* [What is being asked]: Exactly the lines from the one holding "Target: red bull logo on backdrop" to the end of the listing, both ends included, make up the expected answer.
====== Material provided
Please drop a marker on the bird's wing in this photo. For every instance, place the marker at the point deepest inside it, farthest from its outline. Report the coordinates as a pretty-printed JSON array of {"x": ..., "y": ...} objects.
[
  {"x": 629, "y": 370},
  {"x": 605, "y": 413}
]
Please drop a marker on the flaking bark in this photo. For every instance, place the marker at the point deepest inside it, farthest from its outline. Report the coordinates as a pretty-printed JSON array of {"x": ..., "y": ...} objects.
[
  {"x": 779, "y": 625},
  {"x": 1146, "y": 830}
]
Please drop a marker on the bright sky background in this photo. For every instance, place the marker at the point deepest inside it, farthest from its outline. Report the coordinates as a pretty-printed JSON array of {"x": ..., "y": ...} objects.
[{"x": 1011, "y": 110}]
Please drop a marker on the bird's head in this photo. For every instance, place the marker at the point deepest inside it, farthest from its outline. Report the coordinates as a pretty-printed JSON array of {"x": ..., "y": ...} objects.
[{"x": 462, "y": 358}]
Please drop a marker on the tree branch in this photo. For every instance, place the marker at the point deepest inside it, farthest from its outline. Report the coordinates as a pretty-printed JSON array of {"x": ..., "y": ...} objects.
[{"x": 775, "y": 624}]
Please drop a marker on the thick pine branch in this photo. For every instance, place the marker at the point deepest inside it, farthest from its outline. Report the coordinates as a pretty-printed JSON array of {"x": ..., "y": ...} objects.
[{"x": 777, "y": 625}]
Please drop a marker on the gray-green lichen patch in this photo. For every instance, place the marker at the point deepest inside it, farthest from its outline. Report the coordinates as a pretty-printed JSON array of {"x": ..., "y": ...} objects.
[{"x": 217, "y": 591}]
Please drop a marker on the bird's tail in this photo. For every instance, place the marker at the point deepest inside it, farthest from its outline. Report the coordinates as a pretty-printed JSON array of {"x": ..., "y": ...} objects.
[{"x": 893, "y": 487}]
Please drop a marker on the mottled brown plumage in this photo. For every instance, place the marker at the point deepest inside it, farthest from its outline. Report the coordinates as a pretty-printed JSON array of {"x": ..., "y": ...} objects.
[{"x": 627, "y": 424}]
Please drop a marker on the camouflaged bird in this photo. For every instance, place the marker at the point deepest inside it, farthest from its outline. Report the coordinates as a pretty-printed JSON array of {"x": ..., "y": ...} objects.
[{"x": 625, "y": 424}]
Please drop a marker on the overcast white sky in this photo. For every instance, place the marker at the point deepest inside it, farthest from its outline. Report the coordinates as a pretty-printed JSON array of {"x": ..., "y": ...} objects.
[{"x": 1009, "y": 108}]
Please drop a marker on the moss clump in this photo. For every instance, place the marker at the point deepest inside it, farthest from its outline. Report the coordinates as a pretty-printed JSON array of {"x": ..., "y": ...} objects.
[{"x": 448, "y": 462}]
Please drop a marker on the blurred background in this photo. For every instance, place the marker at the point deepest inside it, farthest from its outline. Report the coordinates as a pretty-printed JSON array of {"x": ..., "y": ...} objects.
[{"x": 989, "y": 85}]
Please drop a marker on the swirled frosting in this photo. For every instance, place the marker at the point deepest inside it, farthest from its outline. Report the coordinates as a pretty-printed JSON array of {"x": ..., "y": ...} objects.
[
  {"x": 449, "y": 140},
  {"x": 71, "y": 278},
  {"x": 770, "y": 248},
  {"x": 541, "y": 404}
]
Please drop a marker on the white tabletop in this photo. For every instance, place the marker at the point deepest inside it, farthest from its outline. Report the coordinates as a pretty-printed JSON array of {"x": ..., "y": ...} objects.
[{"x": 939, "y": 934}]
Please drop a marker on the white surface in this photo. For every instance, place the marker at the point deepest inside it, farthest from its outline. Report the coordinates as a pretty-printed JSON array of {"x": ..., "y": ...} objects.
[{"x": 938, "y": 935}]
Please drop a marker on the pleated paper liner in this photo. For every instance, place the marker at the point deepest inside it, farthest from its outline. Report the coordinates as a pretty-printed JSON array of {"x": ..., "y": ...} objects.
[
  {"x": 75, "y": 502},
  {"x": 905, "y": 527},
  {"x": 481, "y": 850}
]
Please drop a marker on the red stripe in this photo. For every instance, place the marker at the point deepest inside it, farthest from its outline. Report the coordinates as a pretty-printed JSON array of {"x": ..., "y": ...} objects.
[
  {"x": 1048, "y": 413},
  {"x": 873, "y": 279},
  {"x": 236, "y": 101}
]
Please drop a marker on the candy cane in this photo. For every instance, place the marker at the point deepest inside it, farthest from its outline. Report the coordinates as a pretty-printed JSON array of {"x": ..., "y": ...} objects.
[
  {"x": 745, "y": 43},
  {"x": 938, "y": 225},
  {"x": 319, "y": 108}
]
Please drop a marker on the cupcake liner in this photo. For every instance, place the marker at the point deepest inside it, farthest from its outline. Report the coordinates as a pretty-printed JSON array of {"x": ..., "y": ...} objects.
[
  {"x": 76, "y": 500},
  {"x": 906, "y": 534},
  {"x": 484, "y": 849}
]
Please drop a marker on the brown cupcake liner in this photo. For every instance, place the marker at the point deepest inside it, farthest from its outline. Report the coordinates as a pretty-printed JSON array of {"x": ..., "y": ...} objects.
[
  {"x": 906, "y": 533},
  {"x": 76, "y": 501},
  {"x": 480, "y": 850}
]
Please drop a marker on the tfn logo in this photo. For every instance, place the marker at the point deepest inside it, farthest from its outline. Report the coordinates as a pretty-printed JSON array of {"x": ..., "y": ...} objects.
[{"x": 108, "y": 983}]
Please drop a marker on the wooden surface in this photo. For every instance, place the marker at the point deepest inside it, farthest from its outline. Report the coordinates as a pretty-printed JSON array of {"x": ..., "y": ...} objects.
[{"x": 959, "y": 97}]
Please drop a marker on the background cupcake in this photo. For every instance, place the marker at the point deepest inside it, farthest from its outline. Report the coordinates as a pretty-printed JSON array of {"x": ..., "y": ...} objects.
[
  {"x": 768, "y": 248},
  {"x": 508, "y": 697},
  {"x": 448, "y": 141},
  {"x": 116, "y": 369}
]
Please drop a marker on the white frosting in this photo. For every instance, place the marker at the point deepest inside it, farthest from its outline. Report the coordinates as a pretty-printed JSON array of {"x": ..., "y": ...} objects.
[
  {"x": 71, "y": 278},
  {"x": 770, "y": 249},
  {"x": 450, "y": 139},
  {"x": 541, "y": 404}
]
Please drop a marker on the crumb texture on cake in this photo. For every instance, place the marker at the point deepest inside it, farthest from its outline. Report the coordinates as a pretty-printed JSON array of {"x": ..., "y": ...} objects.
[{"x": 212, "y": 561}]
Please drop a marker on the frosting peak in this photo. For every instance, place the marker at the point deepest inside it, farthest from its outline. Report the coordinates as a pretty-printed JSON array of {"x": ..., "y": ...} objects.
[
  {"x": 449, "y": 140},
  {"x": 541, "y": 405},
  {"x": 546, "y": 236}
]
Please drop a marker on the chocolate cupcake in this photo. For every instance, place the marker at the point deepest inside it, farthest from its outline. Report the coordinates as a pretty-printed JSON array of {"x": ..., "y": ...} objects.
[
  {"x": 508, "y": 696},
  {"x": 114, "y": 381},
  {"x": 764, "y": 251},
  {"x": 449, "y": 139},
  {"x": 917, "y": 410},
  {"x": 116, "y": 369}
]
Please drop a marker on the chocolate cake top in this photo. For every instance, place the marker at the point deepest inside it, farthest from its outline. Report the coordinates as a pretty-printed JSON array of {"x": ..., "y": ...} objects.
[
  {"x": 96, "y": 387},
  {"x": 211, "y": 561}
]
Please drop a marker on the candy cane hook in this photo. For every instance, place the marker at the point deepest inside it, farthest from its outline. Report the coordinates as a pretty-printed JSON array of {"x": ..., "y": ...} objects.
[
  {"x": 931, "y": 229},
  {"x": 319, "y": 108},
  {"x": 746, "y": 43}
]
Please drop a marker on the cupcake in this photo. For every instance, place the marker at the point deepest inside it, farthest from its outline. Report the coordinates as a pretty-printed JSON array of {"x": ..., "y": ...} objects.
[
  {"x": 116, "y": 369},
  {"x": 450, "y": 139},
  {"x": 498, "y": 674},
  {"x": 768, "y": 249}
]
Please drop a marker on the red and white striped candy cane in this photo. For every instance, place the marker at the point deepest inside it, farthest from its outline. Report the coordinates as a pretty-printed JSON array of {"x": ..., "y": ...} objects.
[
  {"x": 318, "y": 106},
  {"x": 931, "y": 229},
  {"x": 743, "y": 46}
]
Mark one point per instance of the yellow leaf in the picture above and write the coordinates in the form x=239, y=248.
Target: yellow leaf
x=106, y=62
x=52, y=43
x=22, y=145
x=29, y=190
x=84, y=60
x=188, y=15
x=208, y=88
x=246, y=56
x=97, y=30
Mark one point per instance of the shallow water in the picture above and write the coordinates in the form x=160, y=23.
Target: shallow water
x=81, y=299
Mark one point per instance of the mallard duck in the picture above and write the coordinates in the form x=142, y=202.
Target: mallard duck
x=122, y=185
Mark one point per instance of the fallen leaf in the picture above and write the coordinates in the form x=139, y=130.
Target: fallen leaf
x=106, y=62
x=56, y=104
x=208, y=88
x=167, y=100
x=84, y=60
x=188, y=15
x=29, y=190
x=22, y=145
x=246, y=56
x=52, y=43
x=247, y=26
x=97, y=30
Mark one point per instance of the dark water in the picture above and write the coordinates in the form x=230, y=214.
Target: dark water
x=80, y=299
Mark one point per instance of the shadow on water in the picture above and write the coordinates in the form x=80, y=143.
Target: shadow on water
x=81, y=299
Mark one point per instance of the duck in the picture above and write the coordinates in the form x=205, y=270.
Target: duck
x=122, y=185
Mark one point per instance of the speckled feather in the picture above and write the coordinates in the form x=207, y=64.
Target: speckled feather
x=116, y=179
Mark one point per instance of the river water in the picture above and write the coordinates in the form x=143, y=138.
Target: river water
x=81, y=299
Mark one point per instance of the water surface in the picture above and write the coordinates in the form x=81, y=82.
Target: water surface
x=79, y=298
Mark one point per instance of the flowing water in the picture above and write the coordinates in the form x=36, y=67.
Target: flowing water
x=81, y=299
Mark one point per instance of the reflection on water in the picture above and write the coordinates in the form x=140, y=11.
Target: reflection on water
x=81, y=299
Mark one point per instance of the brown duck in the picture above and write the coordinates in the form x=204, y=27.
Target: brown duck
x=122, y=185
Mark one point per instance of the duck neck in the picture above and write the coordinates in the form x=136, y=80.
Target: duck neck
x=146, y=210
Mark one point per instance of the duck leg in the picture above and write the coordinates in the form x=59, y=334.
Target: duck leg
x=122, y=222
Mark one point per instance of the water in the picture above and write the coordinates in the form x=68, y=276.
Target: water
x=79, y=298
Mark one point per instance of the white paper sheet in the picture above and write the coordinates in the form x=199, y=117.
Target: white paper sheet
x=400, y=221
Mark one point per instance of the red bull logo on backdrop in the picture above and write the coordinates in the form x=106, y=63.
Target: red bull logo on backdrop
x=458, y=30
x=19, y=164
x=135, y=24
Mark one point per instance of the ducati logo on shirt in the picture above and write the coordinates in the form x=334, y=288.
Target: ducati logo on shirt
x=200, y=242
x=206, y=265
============
* [Your solution]:
Target: red bull logo on backdrop
x=458, y=30
x=19, y=164
x=135, y=24
Mark one point per instance of the ducati logo on shirt in the picture above and write the coordinates in the form x=334, y=288.
Target: ducati logo on shirt
x=200, y=242
x=206, y=265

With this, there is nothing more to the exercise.